▶ [TASK DESCRIPTION]
Quote the passage from the text on creating new universes word for word, starting at "Gods'R'Us? Or Devils'R'Us?" and ending at "euclidian spacetime habitat.".

Let's assume that planck quantum foam-spawned universes are
mutation-catastrophe-subthreshold, and that generation of stable ones is
rare. Let's assume we can both boost (by many orders of magnitude) their
generation rate/shift their basic parameters by a) shifting the spectrum
of femtoscopic events into a high-energy scale (lots DIY deity particles
colliding) b) make them very special kind of events (special particles,
special energies, special everything).

Let's say our universe is open (bummer), and that fabrication of new ones
connected with traversable wormholes are impossible here (what a botched
design!). Soon the cosmos is full with superaltruistic supercivs, which
can maximize the generation of optimal, or nearly-optimal universes. At
the cost of their reduced lifetime: Good Gardening is incompatible with a
long life. If the supercivs are not homogenous, this would seem to make
for lots of dilemmas. (Why, the idiot altruist next door senselessly
wastes his resources! [lots of incomprehensible activities] That one has
teached him.)

Would you do such a thing, making the metacosmos a (much) better place to
live, at _your_ costs?

Gods'R'Us? Or Devils'R'Us?

> Note that this does not explain where the universe creator came from.

I think such questions are meaningless in a fluctuating multiverse, for
they are rooted in beliefs of monkeys with an euclidian spacetime habitat.
A pseudoproblem, like hen & egg precedence, or looking for edges in a
hypertoroidal spacetime.

> It is possible that the universe in which he lives is fundamentally
> different from our own in ways we can't currently imagine, and is such
> that life can exist automatically. He then created our universe to
> explore the possibility of how our kind of life would work, which is
> only possible within this narrow and special range (an advanced version
> of the way we play with different rules for cellular automata, and find
> that only a limited set of rules lead to interesting behavior).

As Moravec has argued, usurping God would require quite a collaboration on
his part. This may be different if our metalevel is sufficient high, and
not isolated as e.g. Ray's networked Tierra is. One hypothetical path to
Singularity is (spontaneous, or induced) complexity explosion of agents in
future network matrix. Maybe we _should_ be looking for a bug in the
metalevel (notice that many systems, as cellular automata, can be
implemented to be provably uncrashable). What's the particle physicist's
equivalent of crashme, and would it be a wise thing to try?

> Of course there are alternate explanations for this coincidence. It
> may be that all possible universes exist, and only those for which the
> constants are such as to allow the formation of life do have life form.
> But that is not a much simpler theory than the one which says that
> we were formed out of another universe; both require the existence of
> universes that we otherwise have no evidence for.

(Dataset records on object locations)
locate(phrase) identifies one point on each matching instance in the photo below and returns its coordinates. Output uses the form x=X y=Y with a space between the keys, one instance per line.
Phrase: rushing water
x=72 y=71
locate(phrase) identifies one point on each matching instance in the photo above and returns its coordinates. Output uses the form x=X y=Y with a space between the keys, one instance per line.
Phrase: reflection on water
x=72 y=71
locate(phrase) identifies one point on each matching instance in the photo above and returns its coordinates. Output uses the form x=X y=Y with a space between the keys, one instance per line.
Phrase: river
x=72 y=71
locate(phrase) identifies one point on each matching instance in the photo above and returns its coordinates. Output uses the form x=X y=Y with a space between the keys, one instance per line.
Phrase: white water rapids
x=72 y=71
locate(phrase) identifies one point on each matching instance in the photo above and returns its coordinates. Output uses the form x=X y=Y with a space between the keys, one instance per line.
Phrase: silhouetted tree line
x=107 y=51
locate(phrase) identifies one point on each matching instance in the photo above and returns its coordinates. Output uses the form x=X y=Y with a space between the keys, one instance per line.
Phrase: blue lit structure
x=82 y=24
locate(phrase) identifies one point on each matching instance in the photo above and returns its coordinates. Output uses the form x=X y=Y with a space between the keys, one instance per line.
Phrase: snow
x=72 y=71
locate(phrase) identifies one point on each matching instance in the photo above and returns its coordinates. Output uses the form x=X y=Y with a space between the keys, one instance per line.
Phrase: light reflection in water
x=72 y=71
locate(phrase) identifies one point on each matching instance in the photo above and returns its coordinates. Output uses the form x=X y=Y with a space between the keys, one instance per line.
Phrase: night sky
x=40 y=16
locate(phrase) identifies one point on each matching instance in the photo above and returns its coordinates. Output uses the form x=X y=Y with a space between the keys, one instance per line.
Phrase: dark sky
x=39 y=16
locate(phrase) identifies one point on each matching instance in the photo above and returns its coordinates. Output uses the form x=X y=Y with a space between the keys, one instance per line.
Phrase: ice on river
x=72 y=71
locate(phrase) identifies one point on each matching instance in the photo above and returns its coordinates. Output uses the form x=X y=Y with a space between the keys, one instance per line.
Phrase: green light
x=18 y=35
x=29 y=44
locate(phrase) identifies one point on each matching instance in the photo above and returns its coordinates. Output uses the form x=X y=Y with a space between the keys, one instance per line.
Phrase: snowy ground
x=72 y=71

▶ [COMPLETE RESPONSE]
Gods'R'Us? Or Devils'R'Us?

> Note that this does not explain where the universe creator came from.

I think such questions are meaningless in a fluctuating multiverse, for
they are rooted in beliefs of monkeys with an euclidian spacetime habitat.